Prosegui il brano sulla Tour Eiffel illuminata per i siriani, ripartendo subito dopo la sua ultima frase.

- BRANO SCELTO

□ □ □ □

Da PARIGI – La Tour Eiffel ha brillato per i siriani, vittime di tre anni di una guerra devastante con 146.000 morti e il più alto numero di rifugiati al mondo. Al tramonto, la scritta #AvecLesSyriens è stata proiettata sul primo piano della Tour Eiffel, mentre in quasi tutto il mondo si stavano svolgendo manifestazioni di sostegno al popolo siriano. Davanti, nella spianata del Trocadero dedicata ai diritti dell’uomo, decine di siriani si sono raccolti per manifestare contro il governo di Assad, con canti e cori antiregime, tante le donne e tanti i bambini. E’ accaduto sabato scorso. Anche noi eravamo lì, con loro, fianco a fianco, e abbiamo voluto guardarli negli occhi, parlare con loro, raccogliere alcune testimonianze e conoscere quelle storie che ci toccano sempre più da vicino.

□ □ □ □

- DATI REGISTRATI
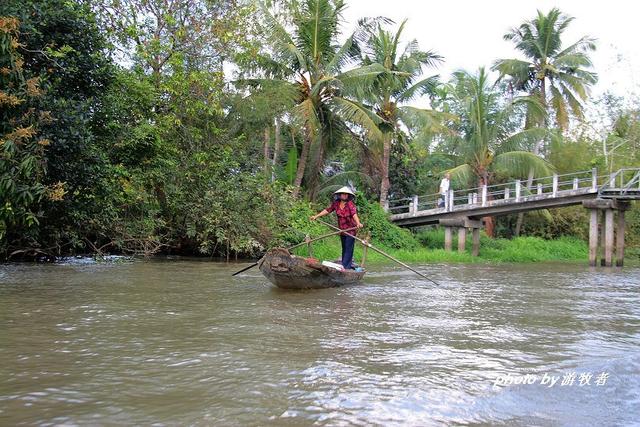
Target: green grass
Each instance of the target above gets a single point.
(431, 244)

□ □ □ □

- LA RISPOSTA
Non parla francese, ma la sorella traduce per noi: è una giovane donna, ci racconta di essere fuggita quattro mesi fa dal campo di Yarmuk e di aver raggiunto la Giordania, dopo che la sua casa era stata presa di mira dai soldati di Assad e i proiettili le passavano sulla testa giorno e notte. E’ riuscita a portare con sé i suoi tre figli di due, quattro e dodici anni, che le stanno stretti accanto, lo sguardo un po’ smarrito ma sereno. Voleva fin da subito raggiungere la Francia perché ha due sorelle che vivono a Parigi da anni, ma non riusciva ad ottenere il visto; ha raggiunto la capitale solo un mese fa, dopo che le sorelle la sono andata a cercare direttamente in Giordania. “Mio marito è stato ferito mentre usciva da una moschea, adesso si trova in Francia”, ma non ci dice dove. Ora accenna un sorriso, guardando la scritta che è dedicata anche a lei, il viso dolce, illuminato da un tramonto colorato di rosa.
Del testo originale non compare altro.